# START OF SUPPLIED INFORMATION

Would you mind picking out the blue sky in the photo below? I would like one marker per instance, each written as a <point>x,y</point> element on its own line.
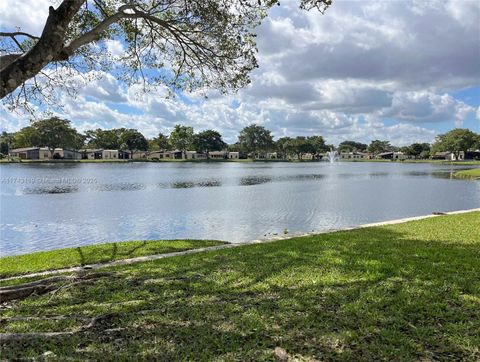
<point>404,71</point>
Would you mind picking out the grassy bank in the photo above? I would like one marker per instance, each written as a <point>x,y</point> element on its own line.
<point>91,254</point>
<point>399,292</point>
<point>473,173</point>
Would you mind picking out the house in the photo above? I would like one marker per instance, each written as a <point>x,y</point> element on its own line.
<point>138,155</point>
<point>449,156</point>
<point>351,155</point>
<point>217,155</point>
<point>194,155</point>
<point>29,153</point>
<point>91,154</point>
<point>308,156</point>
<point>400,156</point>
<point>43,153</point>
<point>233,155</point>
<point>386,155</point>
<point>160,155</point>
<point>115,155</point>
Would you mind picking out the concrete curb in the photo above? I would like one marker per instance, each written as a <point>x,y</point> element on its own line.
<point>146,258</point>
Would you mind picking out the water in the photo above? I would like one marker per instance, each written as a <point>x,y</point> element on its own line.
<point>48,206</point>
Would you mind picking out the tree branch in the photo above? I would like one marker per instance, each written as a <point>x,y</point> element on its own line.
<point>18,33</point>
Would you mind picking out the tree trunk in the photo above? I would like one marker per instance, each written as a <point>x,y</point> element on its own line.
<point>47,49</point>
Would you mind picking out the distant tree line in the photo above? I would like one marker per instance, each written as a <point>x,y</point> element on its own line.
<point>254,139</point>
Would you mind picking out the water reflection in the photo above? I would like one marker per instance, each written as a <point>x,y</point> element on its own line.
<point>124,186</point>
<point>49,190</point>
<point>214,201</point>
<point>254,180</point>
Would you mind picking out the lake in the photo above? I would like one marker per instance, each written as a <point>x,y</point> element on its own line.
<point>48,206</point>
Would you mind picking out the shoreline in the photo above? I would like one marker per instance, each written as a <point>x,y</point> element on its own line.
<point>226,245</point>
<point>439,162</point>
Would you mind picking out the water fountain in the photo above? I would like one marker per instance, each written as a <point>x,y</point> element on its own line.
<point>332,156</point>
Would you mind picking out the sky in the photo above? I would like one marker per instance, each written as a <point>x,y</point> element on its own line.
<point>399,70</point>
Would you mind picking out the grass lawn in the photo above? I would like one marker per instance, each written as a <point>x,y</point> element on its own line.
<point>101,253</point>
<point>399,292</point>
<point>473,173</point>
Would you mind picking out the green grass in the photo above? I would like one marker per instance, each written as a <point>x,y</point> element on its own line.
<point>91,254</point>
<point>401,292</point>
<point>473,173</point>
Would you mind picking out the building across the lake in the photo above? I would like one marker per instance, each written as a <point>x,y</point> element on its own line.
<point>44,153</point>
<point>354,155</point>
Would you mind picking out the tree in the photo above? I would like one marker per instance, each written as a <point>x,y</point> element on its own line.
<point>185,44</point>
<point>352,146</point>
<point>318,144</point>
<point>378,146</point>
<point>181,137</point>
<point>208,140</point>
<point>303,145</point>
<point>417,149</point>
<point>455,141</point>
<point>161,142</point>
<point>52,133</point>
<point>7,140</point>
<point>109,139</point>
<point>132,140</point>
<point>255,139</point>
<point>285,146</point>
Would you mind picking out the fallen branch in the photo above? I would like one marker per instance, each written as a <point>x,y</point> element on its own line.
<point>39,287</point>
<point>12,337</point>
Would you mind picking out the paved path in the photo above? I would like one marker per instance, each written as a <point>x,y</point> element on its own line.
<point>141,259</point>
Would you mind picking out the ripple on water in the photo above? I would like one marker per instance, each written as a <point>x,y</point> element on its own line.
<point>49,190</point>
<point>123,186</point>
<point>254,180</point>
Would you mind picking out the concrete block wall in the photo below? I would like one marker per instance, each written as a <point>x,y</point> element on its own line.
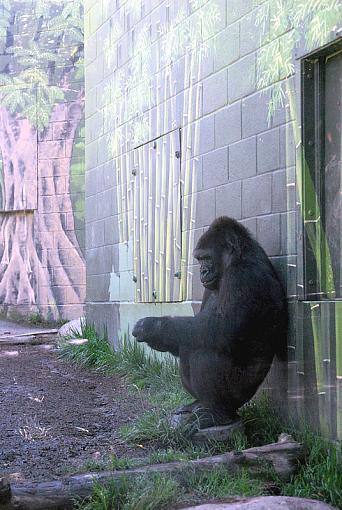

# END OF SUPPLIED INFORMATION

- WORK REQUIRED
Render every line of the entries above as a Markdown table with the columns "Row" and "Line", numbering the rows and leaving out blank lines. Leave the pictures out of the table.

- EXERCISE OUTPUT
| Row | Line |
|---|---|
| 1 | Would you mind picking out the blue sky in the photo below? I would like one marker per instance, each written as a <point>x,y</point> element on its own line. |
| 2 | <point>404,71</point> |
| 3 | Would you mind picking out the grassy bank in the photo above? I would like one marker per instance, each written as a <point>x,y</point> element on its own line. |
| 4 | <point>91,254</point> |
| 5 | <point>399,292</point> |
| 6 | <point>473,173</point> |
| 7 | Would you mind picking out the house in the photo above? I would like one marker per instance, each written as a <point>x,y</point> element on its own line. |
| 8 | <point>138,155</point> |
| 9 | <point>449,156</point> |
| 10 | <point>351,155</point> |
| 11 | <point>217,155</point> |
| 12 | <point>194,155</point> |
| 13 | <point>29,153</point> |
| 14 | <point>91,154</point> |
| 15 | <point>308,156</point> |
| 16 | <point>400,156</point> |
| 17 | <point>43,153</point> |
| 18 | <point>233,155</point> |
| 19 | <point>386,155</point> |
| 20 | <point>160,155</point> |
| 21 | <point>115,155</point> |
| 22 | Would you mind picking out the concrete curb in the photo above? I would like one marker per instance, each written as a <point>x,y</point> element on its own line. |
| 23 | <point>146,258</point> |
| 24 | Would you mind picking out the water in the photo above? I would like one marker per instance, each written as a <point>x,y</point> element on its own line. |
| 25 | <point>48,206</point> |
| 26 | Would you mind picking out the tree branch in the photo above? I would like one marker per instance, each written as a <point>x,y</point> element on its own line. |
| 27 | <point>18,33</point> |
| 28 | Would you mind picking out the tree trunk in the photo above? I would like one marker per instance, each written as a <point>x,y</point> element on its own line. |
| 29 | <point>47,49</point> |
| 30 | Would you mind picking out the distant tree line in the photo above? I would like one marker per instance, each written as a <point>x,y</point> element on its own line. |
| 31 | <point>254,139</point> |
| 32 | Would you mind picking out the water reflection in the photo above? I would like one marker per instance, each written as a <point>x,y</point> element on its own line. |
| 33 | <point>124,186</point> |
| 34 | <point>49,190</point> |
| 35 | <point>214,201</point> |
| 36 | <point>254,180</point> |
| 37 | Would you mind picking out the lake in the photo above? I would like one marker per instance, each written as a <point>x,y</point> element on its own line. |
| 38 | <point>48,206</point> |
| 39 | Would you mind picking out the shoreline in the photo above? I would like one marker per instance, each written as a <point>x,y</point> element on its own line. |
| 40 | <point>226,245</point> |
| 41 | <point>439,162</point> |
| 42 | Would you mind picking out the water fountain in the photo above? I would like one marker per instance, each written as a <point>x,y</point> element on its own line. |
| 43 | <point>332,156</point> |
| 44 | Would you mind picking out the sky in the photo above? I would like one marker per instance, each written as a <point>x,y</point> element on its own line. |
| 45 | <point>399,70</point> |
| 46 | Would you mind picking out the grass lawn in the photo above? I would like one marker per instance, each written as a <point>x,y</point> element on its own line. |
| 47 | <point>101,253</point> |
| 48 | <point>399,292</point> |
| 49 | <point>473,173</point> |
| 50 | Would you mind picking out the green grass in the photo above? I would like one marker per instance, each written as a <point>x,y</point> element on its own line. |
| 51 | <point>91,254</point> |
| 52 | <point>401,292</point> |
| 53 | <point>473,173</point> |
| 54 | Would you mind picking out the building across the lake in the photo above? I would like one marker per instance, each written as a <point>x,y</point> element on its own line. |
| 55 | <point>44,153</point> |
| 56 | <point>354,155</point> |
| 57 | Would you mind picking out the tree in the photo above? I would like one marker per instance, each written as a <point>x,y</point> element on its own line. |
| 58 | <point>185,44</point> |
| 59 | <point>352,146</point> |
| 60 | <point>318,144</point> |
| 61 | <point>378,146</point> |
| 62 | <point>181,137</point> |
| 63 | <point>208,140</point> |
| 64 | <point>303,145</point> |
| 65 | <point>417,149</point> |
| 66 | <point>455,141</point> |
| 67 | <point>161,142</point> |
| 68 | <point>52,133</point> |
| 69 | <point>7,140</point> |
| 70 | <point>109,139</point> |
| 71 | <point>132,140</point> |
| 72 | <point>255,139</point> |
| 73 | <point>285,146</point> |
| 74 | Would you mind picking out the fallen branch in the photo above? I would like one marker per instance, each written as a <point>x,y</point> element on its own line. |
| 75 | <point>39,287</point> |
| 76 | <point>12,337</point> |
| 77 | Would you mind picking out the paved path in the photo above? I would like one marker per instance, each written as a <point>x,y</point> element on its own line. |
| 78 | <point>141,259</point> |
| 79 | Would you mind picking out the ripple on water in the photo above? I would like one marker per instance, each written as a <point>x,y</point> element on its own line. |
| 80 | <point>49,190</point> |
| 81 | <point>123,186</point> |
| 82 | <point>254,180</point> |
| 83 | Would you mind picking out the concrete block wall in the photo below? I would like one marker per instance, each written as a <point>x,y</point> element on its own line. |